**PROVIDED RECORDS:**
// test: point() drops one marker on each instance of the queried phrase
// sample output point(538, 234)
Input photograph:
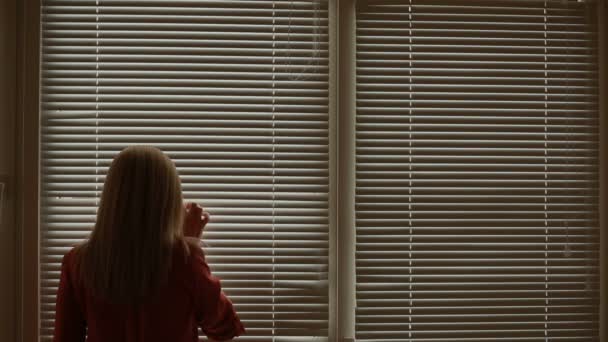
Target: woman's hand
point(195, 220)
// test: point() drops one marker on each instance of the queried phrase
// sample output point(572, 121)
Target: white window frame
point(342, 169)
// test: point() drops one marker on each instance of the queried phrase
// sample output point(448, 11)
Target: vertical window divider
point(346, 150)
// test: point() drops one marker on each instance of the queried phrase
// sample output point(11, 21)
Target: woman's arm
point(70, 324)
point(215, 313)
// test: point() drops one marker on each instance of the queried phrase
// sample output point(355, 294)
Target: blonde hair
point(139, 222)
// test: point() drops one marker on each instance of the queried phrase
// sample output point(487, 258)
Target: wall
point(8, 242)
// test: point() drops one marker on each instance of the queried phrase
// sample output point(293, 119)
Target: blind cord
point(546, 318)
point(313, 61)
point(97, 194)
point(411, 240)
point(273, 100)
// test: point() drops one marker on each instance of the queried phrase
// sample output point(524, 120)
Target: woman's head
point(138, 222)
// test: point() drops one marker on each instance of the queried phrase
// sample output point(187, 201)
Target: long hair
point(128, 255)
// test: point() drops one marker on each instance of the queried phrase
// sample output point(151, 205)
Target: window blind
point(476, 171)
point(236, 93)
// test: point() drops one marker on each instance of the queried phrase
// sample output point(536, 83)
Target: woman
point(141, 276)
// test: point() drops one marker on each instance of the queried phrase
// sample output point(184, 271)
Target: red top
point(192, 298)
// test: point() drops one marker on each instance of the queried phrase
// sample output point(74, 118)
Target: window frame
point(342, 77)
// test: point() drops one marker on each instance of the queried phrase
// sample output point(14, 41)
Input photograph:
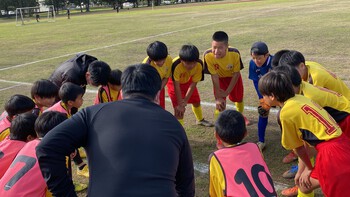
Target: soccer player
point(17, 104)
point(71, 96)
point(43, 93)
point(187, 71)
point(21, 132)
point(334, 103)
point(23, 177)
point(259, 65)
point(111, 91)
point(158, 58)
point(237, 169)
point(127, 148)
point(304, 123)
point(314, 73)
point(224, 64)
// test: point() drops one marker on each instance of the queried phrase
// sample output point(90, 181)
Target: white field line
point(131, 41)
point(204, 103)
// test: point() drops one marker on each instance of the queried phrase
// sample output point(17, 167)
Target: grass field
point(317, 28)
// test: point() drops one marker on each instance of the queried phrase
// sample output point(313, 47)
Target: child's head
point(219, 44)
point(259, 52)
point(189, 56)
point(230, 127)
point(276, 86)
point(98, 73)
point(292, 73)
point(22, 127)
point(277, 56)
point(18, 104)
point(71, 94)
point(141, 80)
point(115, 78)
point(48, 121)
point(157, 51)
point(44, 92)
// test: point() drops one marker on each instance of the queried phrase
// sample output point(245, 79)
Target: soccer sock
point(300, 194)
point(181, 121)
point(198, 112)
point(262, 123)
point(240, 106)
point(216, 114)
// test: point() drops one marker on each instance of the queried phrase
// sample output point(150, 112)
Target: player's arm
point(164, 82)
point(232, 83)
point(52, 155)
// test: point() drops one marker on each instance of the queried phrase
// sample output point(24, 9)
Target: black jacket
point(72, 70)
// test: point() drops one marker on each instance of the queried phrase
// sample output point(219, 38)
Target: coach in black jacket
point(134, 147)
point(82, 69)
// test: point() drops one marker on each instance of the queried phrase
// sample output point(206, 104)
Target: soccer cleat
point(205, 123)
point(289, 174)
point(290, 157)
point(293, 191)
point(84, 171)
point(261, 145)
point(78, 187)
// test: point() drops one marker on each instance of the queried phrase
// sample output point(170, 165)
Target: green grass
point(317, 28)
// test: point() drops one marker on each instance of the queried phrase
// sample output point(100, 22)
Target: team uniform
point(255, 73)
point(185, 78)
point(233, 168)
point(60, 107)
point(224, 68)
point(164, 73)
point(23, 177)
point(8, 151)
point(320, 76)
point(304, 121)
point(106, 94)
point(334, 103)
point(5, 125)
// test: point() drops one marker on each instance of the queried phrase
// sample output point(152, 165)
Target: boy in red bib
point(237, 169)
point(27, 180)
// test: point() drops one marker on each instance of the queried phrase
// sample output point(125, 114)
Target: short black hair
point(189, 53)
point(292, 73)
point(23, 126)
point(157, 51)
point(115, 77)
point(99, 72)
point(44, 89)
point(70, 92)
point(18, 104)
point(220, 36)
point(47, 121)
point(276, 84)
point(230, 126)
point(277, 56)
point(141, 79)
point(292, 58)
point(259, 48)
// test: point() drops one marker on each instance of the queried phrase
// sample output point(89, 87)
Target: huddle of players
point(305, 125)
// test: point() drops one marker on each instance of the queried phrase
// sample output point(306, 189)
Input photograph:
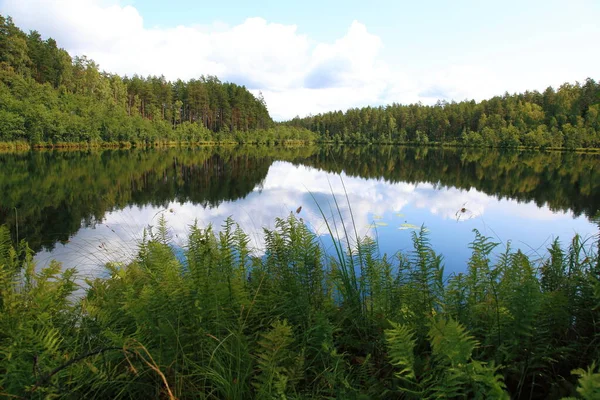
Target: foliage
point(567, 117)
point(48, 98)
point(220, 322)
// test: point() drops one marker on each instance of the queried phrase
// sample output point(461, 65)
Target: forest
point(568, 117)
point(66, 195)
point(48, 97)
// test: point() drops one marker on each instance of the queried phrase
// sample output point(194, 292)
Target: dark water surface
point(87, 208)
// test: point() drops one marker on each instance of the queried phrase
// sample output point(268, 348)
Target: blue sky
point(316, 56)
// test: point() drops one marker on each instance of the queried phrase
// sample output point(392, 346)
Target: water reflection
point(378, 207)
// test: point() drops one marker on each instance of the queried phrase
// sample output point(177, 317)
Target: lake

**TASK DETAILS:**
Render all of the data above as a JSON list of strings, with one string for each line and blank lines omitted. Leave the pictures out.

**RESULT OF THE TASK:**
[
  "// test: point() drops one marker on each instance of the queried phrase",
  "// sample output point(538, 234)",
  "Input photograph:",
  "Target: woman's hand",
  "point(195, 220)",
  "// test: point() drops one marker on each instance of the queried phrase",
  "// sample output point(572, 121)",
  "Target: white window frame",
  "point(342, 169)",
  "// test: point() drops one marker on each instance of the queried phrase",
  "// sample output point(448, 11)",
  "Target: vertical window divider",
  "point(346, 150)",
  "// test: point() drops one marker on each instance of the queried phrase",
  "// sample output point(11, 21)",
  "Target: woman's arm",
  "point(70, 324)",
  "point(215, 313)",
  "// test: point() drops one marker on each instance of the queried phrase",
  "// sample output point(355, 294)",
  "Target: blonde hair",
  "point(139, 222)",
  "// test: point() drops one marker on each instance of the queried phrase",
  "// sample output point(487, 258)",
  "Target: wall",
  "point(8, 242)",
  "// test: point() drops one marker on each instance of the queried phrase",
  "// sample output point(293, 119)",
  "Target: blind cord",
  "point(546, 318)",
  "point(313, 61)",
  "point(97, 194)",
  "point(411, 240)",
  "point(273, 100)",
  "// test: point() drops one marker on each instance of the queried phrase",
  "// sample output point(524, 120)",
  "Target: woman's head",
  "point(138, 222)",
  "// test: point() drops one marker on each instance of the queried phrase",
  "// sample output point(187, 201)",
  "Target: long hair",
  "point(128, 255)",
  "// test: point() drops one marker on each instance of the queried phrase",
  "// sample output point(151, 205)",
  "Target: window blind",
  "point(476, 171)",
  "point(236, 93)",
  "// test: point() drops one marker on each instance of the queried phrase",
  "// sample output point(536, 83)",
  "Target: woman",
  "point(141, 276)",
  "// test: point() drops one marker on each instance of the queried phrase",
  "// sample output point(184, 271)",
  "Target: red top",
  "point(192, 298)",
  "// test: point() drops one marker on each instance of the queried phrase",
  "// sample output point(74, 118)",
  "Target: window frame",
  "point(342, 77)",
  "// test: point() drops one marker on each instance of the queried phrase",
  "// sample output point(14, 41)",
  "Input photograph:",
  "Target: soccer player",
  "point(17, 104)",
  "point(71, 96)",
  "point(43, 93)",
  "point(187, 71)",
  "point(21, 132)",
  "point(334, 103)",
  "point(23, 177)",
  "point(259, 65)",
  "point(111, 91)",
  "point(158, 58)",
  "point(237, 169)",
  "point(127, 148)",
  "point(304, 123)",
  "point(314, 73)",
  "point(224, 64)",
  "// test: point() drops one marker on each instance of the queried phrase",
  "// sample output point(90, 181)",
  "Target: white field line",
  "point(131, 41)",
  "point(204, 103)",
  "// test: point() drops one marker on each instance of the queried phrase",
  "// sample output point(17, 167)",
  "Target: grass field",
  "point(317, 28)",
  "// test: point() drops one marker on each instance of the queried phrase",
  "// sample output point(313, 47)",
  "Target: child's head",
  "point(219, 44)",
  "point(259, 52)",
  "point(189, 56)",
  "point(230, 127)",
  "point(276, 86)",
  "point(98, 73)",
  "point(292, 73)",
  "point(22, 127)",
  "point(277, 56)",
  "point(18, 104)",
  "point(71, 94)",
  "point(141, 80)",
  "point(115, 78)",
  "point(48, 121)",
  "point(157, 51)",
  "point(44, 92)",
  "// test: point() drops one marker on each instance of the queried phrase",
  "// sample output point(245, 79)",
  "Target: soccer sock",
  "point(300, 194)",
  "point(181, 121)",
  "point(198, 112)",
  "point(262, 123)",
  "point(240, 106)",
  "point(216, 114)",
  "// test: point() drops one marker on each instance of the queried phrase",
  "// sample output point(150, 112)",
  "Target: player's arm",
  "point(164, 82)",
  "point(232, 83)",
  "point(52, 155)",
  "// test: point() drops one marker on each instance of the queried phrase",
  "// sample output point(24, 9)",
  "Target: black jacket",
  "point(72, 70)",
  "// test: point() drops one marker on each instance of the queried phrase",
  "// sample output point(219, 38)",
  "Target: coach in black jacket",
  "point(134, 147)",
  "point(82, 69)",
  "// test: point() drops one marker on each instance of the queried phrase",
  "// sample output point(206, 104)",
  "Target: soccer cleat",
  "point(205, 123)",
  "point(289, 174)",
  "point(290, 157)",
  "point(293, 191)",
  "point(84, 171)",
  "point(261, 145)",
  "point(78, 187)",
  "// test: point() drops one marker on each instance of the queried phrase",
  "// sample output point(170, 165)",
  "Target: green grass",
  "point(317, 28)",
  "// test: point() drops one marker on each instance of the queried phrase",
  "// sample output point(100, 22)",
  "Target: team uniform",
  "point(255, 73)",
  "point(185, 78)",
  "point(233, 168)",
  "point(60, 107)",
  "point(224, 68)",
  "point(164, 73)",
  "point(23, 177)",
  "point(8, 151)",
  "point(320, 76)",
  "point(304, 121)",
  "point(106, 94)",
  "point(334, 103)",
  "point(5, 125)",
  "// test: point() drops one marker on each instance of the queried phrase",
  "// sample output point(152, 165)",
  "Target: boy in red bib",
  "point(237, 169)",
  "point(27, 180)",
  "// test: point() drops one marker on each instance of the queried phrase",
  "// sample output point(125, 114)",
  "Target: short black hair",
  "point(189, 53)",
  "point(292, 73)",
  "point(23, 126)",
  "point(157, 51)",
  "point(115, 77)",
  "point(99, 72)",
  "point(44, 89)",
  "point(70, 92)",
  "point(18, 104)",
  "point(220, 36)",
  "point(47, 121)",
  "point(276, 84)",
  "point(230, 126)",
  "point(277, 56)",
  "point(141, 79)",
  "point(292, 58)",
  "point(259, 48)",
  "// test: point() drops one marker on each instance of the queried phrase",
  "// sample output point(89, 87)",
  "Target: huddle of players",
  "point(305, 125)",
  "// test: point() drops one marker on each instance of the queried phrase",
  "// sample output point(306, 189)",
  "Input photograph:",
  "Target: foliage",
  "point(567, 117)",
  "point(48, 98)",
  "point(220, 322)",
  "// test: point() drops one marker on each instance of the queried phrase",
  "// sample output point(461, 65)",
  "Target: forest",
  "point(568, 117)",
  "point(66, 195)",
  "point(48, 97)",
  "// test: point() drops one marker on each instance of the queried phrase",
  "// sample output point(194, 292)",
  "Target: dark water surface",
  "point(87, 208)",
  "// test: point() drops one marker on each instance of the queried phrase",
  "// sample output point(268, 348)",
  "Target: blue sky",
  "point(316, 56)",
  "// test: point() drops one marker on each instance of the queried phrase",
  "// sample output point(392, 346)",
  "Target: water reflection",
  "point(378, 207)",
  "// test: point() drops one marker on each instance of the queried phrase",
  "// sample output point(177, 317)",
  "Target: lake"
]